**Records provided:**
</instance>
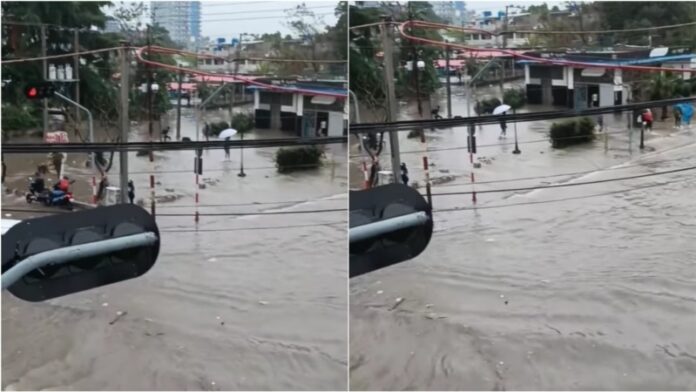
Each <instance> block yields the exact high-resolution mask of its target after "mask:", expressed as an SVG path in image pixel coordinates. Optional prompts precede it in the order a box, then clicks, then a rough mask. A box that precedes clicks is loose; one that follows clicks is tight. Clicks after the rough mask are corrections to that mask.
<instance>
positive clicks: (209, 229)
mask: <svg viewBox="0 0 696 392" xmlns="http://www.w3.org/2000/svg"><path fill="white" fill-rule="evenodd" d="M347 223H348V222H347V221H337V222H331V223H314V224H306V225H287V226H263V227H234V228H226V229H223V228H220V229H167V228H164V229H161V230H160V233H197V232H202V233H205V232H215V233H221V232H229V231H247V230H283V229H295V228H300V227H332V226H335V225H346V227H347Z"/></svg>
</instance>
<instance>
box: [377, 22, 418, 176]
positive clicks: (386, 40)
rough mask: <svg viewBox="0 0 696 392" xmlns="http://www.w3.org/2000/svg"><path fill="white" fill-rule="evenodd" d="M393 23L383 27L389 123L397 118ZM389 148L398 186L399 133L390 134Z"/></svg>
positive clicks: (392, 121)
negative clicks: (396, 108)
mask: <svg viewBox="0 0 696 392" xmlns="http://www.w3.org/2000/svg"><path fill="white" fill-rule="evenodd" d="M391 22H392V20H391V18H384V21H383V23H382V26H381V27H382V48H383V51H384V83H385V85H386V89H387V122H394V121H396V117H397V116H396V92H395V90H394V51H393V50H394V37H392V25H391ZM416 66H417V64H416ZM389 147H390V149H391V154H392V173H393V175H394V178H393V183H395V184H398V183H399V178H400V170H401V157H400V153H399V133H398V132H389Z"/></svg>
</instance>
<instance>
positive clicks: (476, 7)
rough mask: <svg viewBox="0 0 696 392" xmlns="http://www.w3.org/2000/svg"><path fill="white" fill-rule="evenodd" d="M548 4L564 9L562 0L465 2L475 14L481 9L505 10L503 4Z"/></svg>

**Your assignment:**
Copy the records verbatim from the line containing "negative clicks: (396, 108)" through the end of the records, including both ends.

**Response below:**
negative clicks: (396, 108)
mask: <svg viewBox="0 0 696 392" xmlns="http://www.w3.org/2000/svg"><path fill="white" fill-rule="evenodd" d="M391 22H392V20H391V18H384V21H383V23H382V26H381V27H382V48H383V51H384V83H385V85H386V89H387V122H394V121H396V117H397V116H396V92H395V90H394V51H393V50H394V37H392V25H391ZM416 66H417V64H416ZM389 147H390V149H391V154H392V173H393V175H394V178H393V183H395V184H398V183H399V178H400V170H401V157H400V153H399V133H398V132H389Z"/></svg>
</instance>
<instance>
positive clicks: (476, 7)
rough mask: <svg viewBox="0 0 696 392" xmlns="http://www.w3.org/2000/svg"><path fill="white" fill-rule="evenodd" d="M548 4L564 9L562 0L465 2L475 14L481 9L505 10L503 4Z"/></svg>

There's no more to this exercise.